_WHAT YOU WILL DO_. Omit each picture as you copy the entries exactly.

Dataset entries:
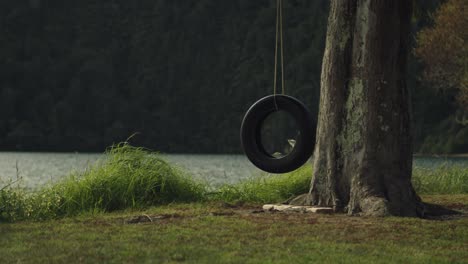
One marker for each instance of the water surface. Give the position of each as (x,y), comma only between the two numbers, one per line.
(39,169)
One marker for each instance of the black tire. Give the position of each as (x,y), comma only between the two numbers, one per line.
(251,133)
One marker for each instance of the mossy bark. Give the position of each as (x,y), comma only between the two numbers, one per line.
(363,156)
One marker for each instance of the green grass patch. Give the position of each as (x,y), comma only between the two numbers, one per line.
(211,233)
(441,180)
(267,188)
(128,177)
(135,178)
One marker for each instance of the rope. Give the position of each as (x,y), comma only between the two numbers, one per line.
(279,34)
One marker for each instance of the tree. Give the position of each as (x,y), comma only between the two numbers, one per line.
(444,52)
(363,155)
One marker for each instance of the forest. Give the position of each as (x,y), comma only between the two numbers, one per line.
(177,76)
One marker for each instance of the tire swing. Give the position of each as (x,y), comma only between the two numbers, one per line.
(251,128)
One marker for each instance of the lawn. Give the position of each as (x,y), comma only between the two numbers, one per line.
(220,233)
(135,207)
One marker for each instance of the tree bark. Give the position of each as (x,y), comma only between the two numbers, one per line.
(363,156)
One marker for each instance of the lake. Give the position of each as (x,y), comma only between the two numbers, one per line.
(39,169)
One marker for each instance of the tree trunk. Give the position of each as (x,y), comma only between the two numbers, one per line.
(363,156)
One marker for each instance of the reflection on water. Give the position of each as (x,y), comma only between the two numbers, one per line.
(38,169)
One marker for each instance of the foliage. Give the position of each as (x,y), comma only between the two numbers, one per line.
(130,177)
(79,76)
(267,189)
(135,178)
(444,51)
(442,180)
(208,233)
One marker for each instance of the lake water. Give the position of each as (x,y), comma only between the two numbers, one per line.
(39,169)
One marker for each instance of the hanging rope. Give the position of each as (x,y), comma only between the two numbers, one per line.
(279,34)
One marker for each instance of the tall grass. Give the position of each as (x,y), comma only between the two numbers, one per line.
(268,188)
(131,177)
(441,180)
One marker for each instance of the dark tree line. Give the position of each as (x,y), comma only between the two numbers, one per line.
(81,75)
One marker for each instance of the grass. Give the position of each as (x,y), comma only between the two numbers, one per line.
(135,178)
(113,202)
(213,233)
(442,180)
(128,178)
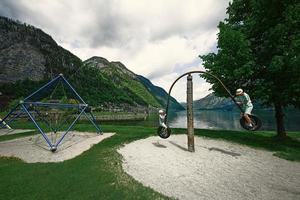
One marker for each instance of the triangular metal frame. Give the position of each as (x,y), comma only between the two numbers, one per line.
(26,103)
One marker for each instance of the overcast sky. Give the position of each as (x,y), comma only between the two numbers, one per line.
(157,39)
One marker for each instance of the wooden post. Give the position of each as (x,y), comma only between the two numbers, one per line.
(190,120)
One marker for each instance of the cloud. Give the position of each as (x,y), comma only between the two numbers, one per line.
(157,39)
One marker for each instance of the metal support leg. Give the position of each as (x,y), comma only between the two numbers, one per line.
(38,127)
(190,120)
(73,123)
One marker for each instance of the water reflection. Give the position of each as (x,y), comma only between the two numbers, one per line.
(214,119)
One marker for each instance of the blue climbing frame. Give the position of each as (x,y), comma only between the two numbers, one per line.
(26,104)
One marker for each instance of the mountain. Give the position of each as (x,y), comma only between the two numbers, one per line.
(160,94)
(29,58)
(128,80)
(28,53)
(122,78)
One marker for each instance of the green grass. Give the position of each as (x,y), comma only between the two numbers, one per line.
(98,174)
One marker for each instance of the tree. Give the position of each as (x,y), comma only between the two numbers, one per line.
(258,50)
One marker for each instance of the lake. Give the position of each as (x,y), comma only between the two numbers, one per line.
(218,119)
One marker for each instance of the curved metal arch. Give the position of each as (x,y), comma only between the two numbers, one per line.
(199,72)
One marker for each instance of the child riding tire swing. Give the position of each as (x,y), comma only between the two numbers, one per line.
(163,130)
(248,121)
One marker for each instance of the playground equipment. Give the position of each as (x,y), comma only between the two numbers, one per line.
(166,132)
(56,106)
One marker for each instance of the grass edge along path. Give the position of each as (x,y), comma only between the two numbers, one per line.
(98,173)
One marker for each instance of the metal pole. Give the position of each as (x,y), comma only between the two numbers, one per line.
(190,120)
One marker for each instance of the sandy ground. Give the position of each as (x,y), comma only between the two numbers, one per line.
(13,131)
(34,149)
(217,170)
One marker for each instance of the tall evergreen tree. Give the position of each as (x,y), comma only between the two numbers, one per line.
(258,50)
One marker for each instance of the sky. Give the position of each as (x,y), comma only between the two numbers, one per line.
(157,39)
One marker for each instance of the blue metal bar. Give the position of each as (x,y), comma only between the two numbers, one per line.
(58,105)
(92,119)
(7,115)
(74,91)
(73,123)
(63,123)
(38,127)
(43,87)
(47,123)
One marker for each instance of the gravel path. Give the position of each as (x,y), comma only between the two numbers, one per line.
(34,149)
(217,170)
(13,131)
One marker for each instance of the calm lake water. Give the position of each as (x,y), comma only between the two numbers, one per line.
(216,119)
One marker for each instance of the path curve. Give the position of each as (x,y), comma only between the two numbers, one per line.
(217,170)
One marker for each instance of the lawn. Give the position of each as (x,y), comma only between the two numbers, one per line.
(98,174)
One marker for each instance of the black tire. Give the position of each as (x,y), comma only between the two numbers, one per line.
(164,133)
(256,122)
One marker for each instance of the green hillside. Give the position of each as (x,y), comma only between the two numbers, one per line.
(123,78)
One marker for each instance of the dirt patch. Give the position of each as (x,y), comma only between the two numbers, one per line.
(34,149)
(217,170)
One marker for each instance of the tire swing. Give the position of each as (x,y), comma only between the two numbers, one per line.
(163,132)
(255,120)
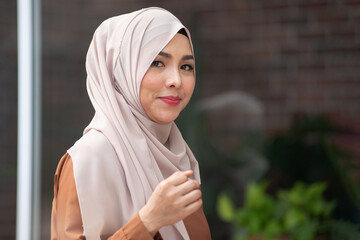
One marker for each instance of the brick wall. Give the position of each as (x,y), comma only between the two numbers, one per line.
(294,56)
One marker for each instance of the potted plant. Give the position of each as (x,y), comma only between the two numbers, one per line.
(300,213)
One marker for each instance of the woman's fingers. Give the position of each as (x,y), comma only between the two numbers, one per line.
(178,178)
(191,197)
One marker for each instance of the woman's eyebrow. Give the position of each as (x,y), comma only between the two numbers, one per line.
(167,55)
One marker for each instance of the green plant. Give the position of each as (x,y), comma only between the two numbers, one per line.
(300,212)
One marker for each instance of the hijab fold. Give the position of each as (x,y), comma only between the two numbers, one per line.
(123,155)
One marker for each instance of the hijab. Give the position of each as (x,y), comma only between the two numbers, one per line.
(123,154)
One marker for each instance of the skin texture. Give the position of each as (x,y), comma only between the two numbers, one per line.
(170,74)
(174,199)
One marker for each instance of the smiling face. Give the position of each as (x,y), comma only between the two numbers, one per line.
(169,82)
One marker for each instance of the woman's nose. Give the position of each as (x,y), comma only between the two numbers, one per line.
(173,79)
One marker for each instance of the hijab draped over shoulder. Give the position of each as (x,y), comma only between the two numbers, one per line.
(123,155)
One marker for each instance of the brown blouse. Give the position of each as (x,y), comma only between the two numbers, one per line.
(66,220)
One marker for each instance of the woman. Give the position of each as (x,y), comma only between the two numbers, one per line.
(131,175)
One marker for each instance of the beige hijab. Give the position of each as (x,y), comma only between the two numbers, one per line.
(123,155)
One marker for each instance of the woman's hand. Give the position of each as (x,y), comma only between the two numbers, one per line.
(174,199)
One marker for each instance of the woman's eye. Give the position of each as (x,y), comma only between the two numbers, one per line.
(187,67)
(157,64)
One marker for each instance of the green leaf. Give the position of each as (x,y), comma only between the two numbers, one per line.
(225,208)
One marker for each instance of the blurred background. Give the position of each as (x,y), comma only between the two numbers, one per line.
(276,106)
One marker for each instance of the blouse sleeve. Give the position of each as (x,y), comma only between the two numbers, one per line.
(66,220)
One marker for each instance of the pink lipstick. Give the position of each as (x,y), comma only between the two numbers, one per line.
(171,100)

_SOLUTION TO THE PROBLEM_.
One marker for each instance of the water surface. Give the position of each as (x,y), comma only between the two numbers, one per line.
(39,169)
One marker for each instance of the black tire. Give the position of each as (x,y), comma only between the two numbers, one per line.
(251,133)
One marker for each instance of the mossy bark. Give the position of each as (x,y), comma only between the two numbers, one per line.
(363,156)
One marker for each instance of the green grass patch. Give the position of each as (x,y), comma only between the two numbers, one per line.
(211,233)
(441,180)
(267,188)
(128,177)
(135,178)
One marker for each instance of the rope. Give the position of each as (x,y), comma only between the two numbers, one per line.
(279,34)
One marker for each instance of the tree. Give the position of each as (x,y), comma only between the two numbers, one per line.
(444,52)
(363,155)
One marker for each instance of the forest. Give the position of each as (x,y), comma only between the two numbers, one per line.
(177,76)
One marker for each instance of the tire swing. Give the position of each as (x,y), comma only between the two numbers, one per line.
(251,128)
One marker for each instance of the lawn. Give the position of each as (x,y), comma only between the two numbers, one per line.
(220,233)
(135,207)
One marker for each instance of the tree bark. Give the position of each as (x,y), comma only between the two numbers, one per line.
(363,156)
One marker for each instance of the lake. Give the position of each as (x,y), comma only between the two numbers, one per line.
(39,169)
One marker for each instance of the tree trunk. Give the position of each as (x,y), comma only between the two numbers, one per line.
(363,156)
One marker for each instance of the reflection on water. Give the position of each as (x,y), comma only between the two numbers, one per line.
(38,169)
One marker for each instance of the foliage. Give the position of each as (x,y), comma only between the two numbers, one per line.
(130,177)
(79,76)
(267,189)
(135,178)
(444,51)
(442,180)
(208,233)
One marker for each instance of the lake water. Give the position of each as (x,y), comma only between the two numbers, one per line.
(39,169)
One marker for each instance of the hanging rope. Give the position of each as (x,y), comma only between the two numbers, one per line.
(279,34)
One marker for each instance of the tall grass. Give the position of each as (x,y), comma only between the two numbers, one per line.
(268,188)
(131,177)
(441,180)
One marker for each instance of the dark tree line. Give the position of each as (x,y), comma only between the two numbers, one per line.
(81,75)
One marker for each instance of the grass. Give the position of each as (x,y), comma only between the two numbers, one per line.
(135,178)
(113,202)
(213,233)
(442,180)
(128,178)
One marker for each instance of the triangular metal frame. Give the position of each as (x,y), comma only between the two numbers, one per line.
(26,103)
One marker for each instance of the overcast sky. Give the position of each as (x,y), comma only between the two numbers, one per line.
(157,39)
One marker for each instance of the wooden post. Give the position of each as (x,y), comma only between the two numbers, one per line.
(190,120)
One marker for each instance of the cloud. Give the position of each as (x,y), comma only between the two numbers, one per line.
(157,39)
One marker for each instance of the metal support leg. Give the position of each as (x,y), comma only between the two numbers, one per line.
(38,127)
(190,120)
(73,123)
One marker for each instance of the water reflection. Give the position of each as (x,y), comma only between the two numbers, one per line.
(214,119)
One marker for each instance of the blue climbing frame. Give the position of each as (x,y), comma only between the two numbers, one per line.
(26,104)
One marker for each instance of the mountain. Give the position of each as (x,y), comma only between the two numbers, one per line.
(160,94)
(29,58)
(128,80)
(28,53)
(122,78)
One marker for each instance of the green grass. Give the position of each as (x,y), comma only between the two numbers, one per line.
(98,174)
One marker for each instance of the tree. Give the position of each as (x,y), comma only between the two numbers, one per line.
(258,50)
One marker for each instance of the lake. Give the position of each as (x,y), comma only between the two numbers, one per line.
(218,119)
One marker for each instance of the curved metal arch. Give the position of each as (x,y), comma only between the two numbers, one per line.
(199,72)
One marker for each instance of the child riding tire swing. Give the position of each as (x,y), comma only between the two numbers, one per line.
(163,130)
(248,121)
One marker for each instance of the playground equipment. Give the position of each as (x,y), comma only between the two numbers, one per line.
(166,132)
(56,106)
One marker for each instance of the grass edge along path. Give the position of each as (x,y), comma only between the two numbers, one per line.
(98,173)
One marker for each instance of the metal pole. Give the position of each as (x,y), comma only between the two numbers, one per line.
(190,120)
One marker for each instance of the sandy ground. Give the position of each as (x,y), comma only between the two numbers, one per line.
(13,131)
(34,149)
(217,170)
One marker for each instance of the tall evergreen tree. Give the position of each as (x,y), comma only between the two numbers, one per line.
(258,50)
One marker for each instance of the sky. Give the position of each as (x,y), comma only between the two numbers, one per line.
(157,39)
One marker for each instance of the blue metal bar. Give the position of each as (x,y), comma only between the two numbers, one per line.
(58,105)
(92,119)
(7,115)
(74,91)
(73,123)
(63,123)
(38,127)
(43,87)
(47,123)
One marker for each instance of the gravel path. Give the position of each as (x,y), comma only between the two numbers, one per line.
(34,149)
(217,170)
(13,131)
One marker for each instance of the calm lake water. Give the position of each as (x,y), comma only between the two numbers, one per line.
(216,119)
One marker for each instance of the path curve. Give the position of each as (x,y), comma only between the two numbers, one per line.
(217,170)
One marker for each instance of the lawn. Give the position of each as (x,y), comma only between the two numbers, one per line.
(98,174)
One marker for each instance of the black tire. Give the position of each as (x,y), comma only between the two numbers, one per line.
(164,133)
(256,122)
One marker for each instance of the green hillside. Give the position of each as (x,y), comma only between the two numbers, one per line.
(123,78)
One marker for each instance of the dirt patch. Give the position of each as (x,y), comma only between the two numbers, one per line.
(34,149)
(217,170)
One marker for each instance of the tire swing. Give the position of each as (x,y), comma only between the two numbers, one per line.
(163,132)
(255,120)
One marker for each instance of the brick wall. Give the position of each as (x,y), comma only between the two numbers, one per line.
(294,56)
One marker for each instance of the potted plant. Give the position of each as (x,y), comma only between the two numbers, one per line.
(300,213)
One marker for each instance of the woman's fingers. Give the position of each as (x,y), comma only between the two numbers, one per line.
(178,178)
(191,197)
One marker for each instance of the woman's eyebrow. Give the position of each as (x,y), comma only between the two numbers, one per line.
(167,55)
One marker for each instance of the green plant. Give the position of each as (x,y), comma only between the two numbers, one per line.
(300,212)
One marker for each instance of the hijab fold. Give the position of each as (x,y), comma only between the two numbers, one per line.
(123,155)
One marker for each instance of the hijab. Give the position of each as (x,y), comma only between the two numbers, one per line.
(123,154)
One marker for each instance of the skin texture. Give the position of each as (x,y), comma only between the two numbers, one per line.
(170,74)
(174,199)
One marker for each instance of the smiling face. Give the position of each as (x,y), comma only between the two numbers, one per line.
(169,82)
One marker for each instance of the woman's nose. Give the position of each as (x,y), comma only between the two numbers, one per line.
(173,79)
One marker for each instance of the hijab draped over shoulder. Give the position of each as (x,y), comma only between the two numbers, one per line.
(123,155)
One marker for each instance of the brown blouse. Give the position of each as (x,y), comma only between the two numbers, one per line.
(66,220)
One marker for each instance of the woman. Give the position of each as (x,y), comma only between the two numbers, one per line.
(131,175)
One marker for each instance of the beige hijab. Give the position of each as (x,y), comma only between the two numbers, one per line.
(123,155)
One marker for each instance of the woman's hand. Give the position of each as (x,y), comma only between the two numbers, one per line.
(174,199)
One marker for each instance of the woman's eye. Give the position of each as (x,y), comma only between the two numbers, one per line.
(187,67)
(157,64)
One marker for each instance of the green leaf. Give the position of each as (x,y), comma only between the two numbers, one per line.
(225,208)
One marker for each instance of the blurred background. Give the position of each as (x,y), comma only between the two numbers, one per line.
(276,106)
One marker for each instance of the blouse sleeve. Give the position of each as (x,y), comma only between the two numbers, one per line.
(66,220)
One marker for each instance of the pink lipstick. Give the position of each as (x,y), comma only between the two numbers, one per line.
(171,100)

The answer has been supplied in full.